Task to complete
Produce a verbatim copy of the entries listed below.

>> start Record list

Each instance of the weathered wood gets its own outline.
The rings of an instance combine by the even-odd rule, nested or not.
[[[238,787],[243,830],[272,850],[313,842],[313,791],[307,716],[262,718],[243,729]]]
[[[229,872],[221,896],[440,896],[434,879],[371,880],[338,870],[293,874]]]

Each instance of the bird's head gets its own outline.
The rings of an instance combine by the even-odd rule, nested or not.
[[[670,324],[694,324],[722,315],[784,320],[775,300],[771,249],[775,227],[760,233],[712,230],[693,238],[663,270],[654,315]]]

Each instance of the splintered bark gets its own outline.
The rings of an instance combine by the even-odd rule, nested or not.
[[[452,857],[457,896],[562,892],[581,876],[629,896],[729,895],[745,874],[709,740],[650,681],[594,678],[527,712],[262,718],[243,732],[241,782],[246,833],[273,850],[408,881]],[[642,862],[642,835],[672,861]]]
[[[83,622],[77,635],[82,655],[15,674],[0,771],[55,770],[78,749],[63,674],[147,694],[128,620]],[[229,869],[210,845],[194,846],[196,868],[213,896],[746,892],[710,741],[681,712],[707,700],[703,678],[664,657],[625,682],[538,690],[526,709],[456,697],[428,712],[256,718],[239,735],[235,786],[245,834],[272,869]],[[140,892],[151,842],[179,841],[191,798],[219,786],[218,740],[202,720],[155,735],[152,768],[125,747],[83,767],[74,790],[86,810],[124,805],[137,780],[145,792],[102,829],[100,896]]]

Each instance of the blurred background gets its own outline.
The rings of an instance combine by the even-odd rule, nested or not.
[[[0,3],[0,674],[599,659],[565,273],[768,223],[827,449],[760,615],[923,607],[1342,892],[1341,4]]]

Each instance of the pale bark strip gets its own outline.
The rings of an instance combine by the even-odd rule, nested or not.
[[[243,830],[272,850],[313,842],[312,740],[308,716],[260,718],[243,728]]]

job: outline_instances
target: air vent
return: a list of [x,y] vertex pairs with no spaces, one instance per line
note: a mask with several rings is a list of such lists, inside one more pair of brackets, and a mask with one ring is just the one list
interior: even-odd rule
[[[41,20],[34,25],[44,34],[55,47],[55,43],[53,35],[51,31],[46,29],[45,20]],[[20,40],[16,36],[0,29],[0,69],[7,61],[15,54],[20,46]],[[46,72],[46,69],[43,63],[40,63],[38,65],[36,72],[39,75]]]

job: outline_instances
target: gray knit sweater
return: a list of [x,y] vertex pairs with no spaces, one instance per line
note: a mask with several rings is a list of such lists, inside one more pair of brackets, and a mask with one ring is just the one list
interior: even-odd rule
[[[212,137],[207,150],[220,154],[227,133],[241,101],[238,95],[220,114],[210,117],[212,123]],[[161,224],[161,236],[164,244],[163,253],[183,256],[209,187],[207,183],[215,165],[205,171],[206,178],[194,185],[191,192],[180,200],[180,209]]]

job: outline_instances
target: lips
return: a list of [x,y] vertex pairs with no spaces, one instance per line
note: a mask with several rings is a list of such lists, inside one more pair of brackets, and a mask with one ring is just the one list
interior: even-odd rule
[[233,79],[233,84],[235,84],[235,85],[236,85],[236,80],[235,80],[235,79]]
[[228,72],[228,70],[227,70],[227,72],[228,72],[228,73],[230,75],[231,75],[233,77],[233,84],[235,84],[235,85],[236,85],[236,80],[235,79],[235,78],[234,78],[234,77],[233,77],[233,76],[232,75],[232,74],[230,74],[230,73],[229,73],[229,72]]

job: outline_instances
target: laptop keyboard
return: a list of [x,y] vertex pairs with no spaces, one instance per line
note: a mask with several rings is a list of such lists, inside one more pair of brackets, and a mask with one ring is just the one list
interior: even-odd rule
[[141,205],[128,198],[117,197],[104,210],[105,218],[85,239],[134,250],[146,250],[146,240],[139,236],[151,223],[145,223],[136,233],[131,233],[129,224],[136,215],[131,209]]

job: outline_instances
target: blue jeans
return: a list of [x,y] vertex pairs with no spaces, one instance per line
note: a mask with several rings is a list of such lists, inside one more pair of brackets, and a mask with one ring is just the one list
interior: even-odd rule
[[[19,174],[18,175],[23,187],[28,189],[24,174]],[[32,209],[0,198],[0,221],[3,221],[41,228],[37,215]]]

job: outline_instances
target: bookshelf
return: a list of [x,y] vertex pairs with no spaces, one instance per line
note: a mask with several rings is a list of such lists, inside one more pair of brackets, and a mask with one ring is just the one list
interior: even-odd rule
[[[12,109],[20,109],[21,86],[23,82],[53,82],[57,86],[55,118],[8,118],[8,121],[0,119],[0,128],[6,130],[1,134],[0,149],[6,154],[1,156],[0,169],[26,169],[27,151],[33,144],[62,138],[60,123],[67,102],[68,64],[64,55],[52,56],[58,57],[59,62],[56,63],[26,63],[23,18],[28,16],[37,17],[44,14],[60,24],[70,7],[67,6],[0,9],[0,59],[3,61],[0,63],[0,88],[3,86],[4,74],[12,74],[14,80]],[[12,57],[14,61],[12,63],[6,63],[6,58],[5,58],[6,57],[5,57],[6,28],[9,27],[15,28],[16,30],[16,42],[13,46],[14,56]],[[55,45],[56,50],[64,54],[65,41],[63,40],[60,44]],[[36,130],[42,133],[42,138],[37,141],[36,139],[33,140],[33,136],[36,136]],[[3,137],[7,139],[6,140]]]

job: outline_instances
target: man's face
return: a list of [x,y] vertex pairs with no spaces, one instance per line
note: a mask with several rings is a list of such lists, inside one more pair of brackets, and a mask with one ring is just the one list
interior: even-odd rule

>> end Record list

Answer to this problem
Each instance of the weathered wood gets its own outline.
The rings of an instance combine by the even-odd rule, nested or not.
[[[238,787],[243,830],[272,850],[313,842],[313,791],[307,716],[262,718],[243,729]]]
[[[229,872],[221,896],[440,896],[434,879],[371,880],[338,870],[293,874]]]

Each instance of the bird's head gets its own outline.
The rings of an instance combine by the even-odd rule, nested or not.
[[[670,324],[694,324],[722,315],[784,320],[775,300],[771,249],[775,227],[760,233],[712,230],[693,238],[663,270],[654,315]]]

Each instance of the splintered bark gets its own outline.
The rings of an instance combine by the even-odd rule, nested or not.
[[[452,857],[457,896],[562,892],[581,876],[629,896],[729,895],[745,874],[709,740],[650,681],[594,678],[527,712],[262,718],[243,732],[241,782],[246,833],[273,850],[408,881]],[[642,862],[642,835],[672,861]]]
[[[83,622],[77,635],[82,655],[15,674],[0,771],[55,770],[78,749],[63,674],[147,694],[128,620]],[[229,869],[210,845],[194,846],[196,868],[213,896],[746,892],[710,741],[681,712],[707,700],[703,678],[664,657],[625,682],[538,690],[526,709],[456,697],[428,712],[256,718],[239,735],[235,786],[245,834],[272,869]],[[140,892],[151,842],[179,841],[191,798],[219,786],[218,740],[202,720],[155,735],[152,768],[125,747],[83,767],[74,790],[86,810],[124,805],[137,780],[145,792],[102,829],[100,896]]]

Each instance of the blurred background gets its own outline.
The rings of an instance combine by the even-odd rule, nested or not.
[[[0,3],[0,674],[599,659],[565,273],[768,223],[827,449],[760,615],[923,607],[1342,892],[1341,4]]]

Each instance of the pale bark strip gets its own outline.
The rings of an instance combine by the even-odd rule, nested or not.
[[[243,830],[272,850],[313,842],[312,740],[308,716],[260,718],[243,728]]]

job: outline_instances
target: air vent
return: a list of [x,y] vertex pairs with no spaces, one instance per line
note: a mask with several rings is a list of such lists, inside one more pair of brackets, and a mask with one ring is just the one list
interior: even-odd rule
[[[41,20],[34,25],[44,34],[55,47],[55,43],[53,35],[51,31],[46,29],[45,20]],[[20,40],[16,36],[0,29],[0,69],[7,61],[15,54],[20,46]],[[46,72],[46,69],[43,63],[40,63],[38,65],[36,72],[39,75]]]

job: outline_instances
target: gray knit sweater
return: a list of [x,y] vertex pairs with no spaces, one instance per line
note: a mask with several rings is a list of such lists, inside one more pair of brackets, and a mask with one ring is just the one list
interior: even-odd rule
[[[212,137],[207,150],[220,154],[227,133],[241,101],[238,95],[220,114],[210,117],[212,123]],[[161,224],[161,236],[164,244],[163,253],[183,256],[209,187],[207,183],[215,165],[205,171],[206,178],[194,185],[191,192],[180,200],[180,209]]]

job: outline_instances
target: lips
return: a list of [x,y] vertex pairs with no spaces, one instance per line
note: a mask with several rings is a list of such lists, inside one more pair of brackets, and a mask with one ring is just the one list
interior: even-odd rule
[[233,79],[233,84],[235,84],[235,85],[236,85],[236,80],[235,80],[235,79]]
[[228,72],[228,70],[227,70],[227,72],[228,72],[228,73],[230,75],[231,75],[233,77],[233,84],[235,84],[235,85],[236,85],[236,80],[235,79],[235,78],[234,78],[234,77],[233,77],[233,76],[232,75],[232,74],[230,74],[230,73],[229,73],[229,72]]

job: outline_instances
target: laptop keyboard
return: a list of [x,y] vertex pairs with no spaces, one instance per line
note: a mask with several rings is a list of such lists, inside one more pair of brackets, and a mask with one ring is just the one list
interior: even-odd rule
[[141,205],[128,198],[117,197],[104,210],[105,218],[85,239],[134,250],[146,250],[146,240],[139,236],[151,223],[145,223],[136,233],[131,233],[129,224],[136,215],[131,209]]

job: outline_instances
target: blue jeans
return: a list of [x,y] vertex pairs with no spaces, one instance per line
note: a mask with several rings is a list of such lists, inside one more pair of brackets, and a mask with one ring is just the one list
interior: even-odd rule
[[[19,174],[18,175],[23,187],[28,189],[24,174]],[[32,209],[0,198],[0,221],[3,221],[41,228],[37,215]]]

job: outline_instances
target: bookshelf
return: a list of [x,y] vertex pairs with no spaces, one instance per line
note: a mask with several rings is a list of such lists, inside one more pair of brackets, and a mask with one ring is just the one list
interior: even-odd rule
[[[12,109],[20,109],[21,86],[23,82],[53,82],[57,86],[55,118],[8,118],[8,121],[0,119],[0,128],[6,130],[1,134],[0,149],[6,154],[1,156],[0,169],[26,169],[27,151],[33,144],[62,138],[60,123],[67,102],[68,64],[64,55],[52,56],[58,57],[59,62],[56,63],[26,63],[23,18],[28,16],[37,17],[44,14],[60,24],[70,7],[67,6],[0,9],[0,59],[3,61],[0,63],[0,88],[3,86],[4,74],[12,74],[14,80]],[[12,57],[14,61],[12,63],[6,63],[6,58],[5,58],[6,57],[5,57],[6,28],[9,27],[15,28],[16,30],[16,42],[13,46],[14,56]],[[55,45],[56,50],[64,54],[65,41],[63,40],[60,44]],[[36,130],[42,133],[42,138],[37,141],[36,139],[33,140],[33,136],[36,136]],[[3,137],[7,139],[6,140]]]

job: outline_instances
target: man's face
return: a list of [x,y] vertex pairs with no spaces, one instance per line
note: a mask with several rings is a list of such lists, inside one more pair of brackets, and a mask with one ring is just the one list
interior: even-odd rule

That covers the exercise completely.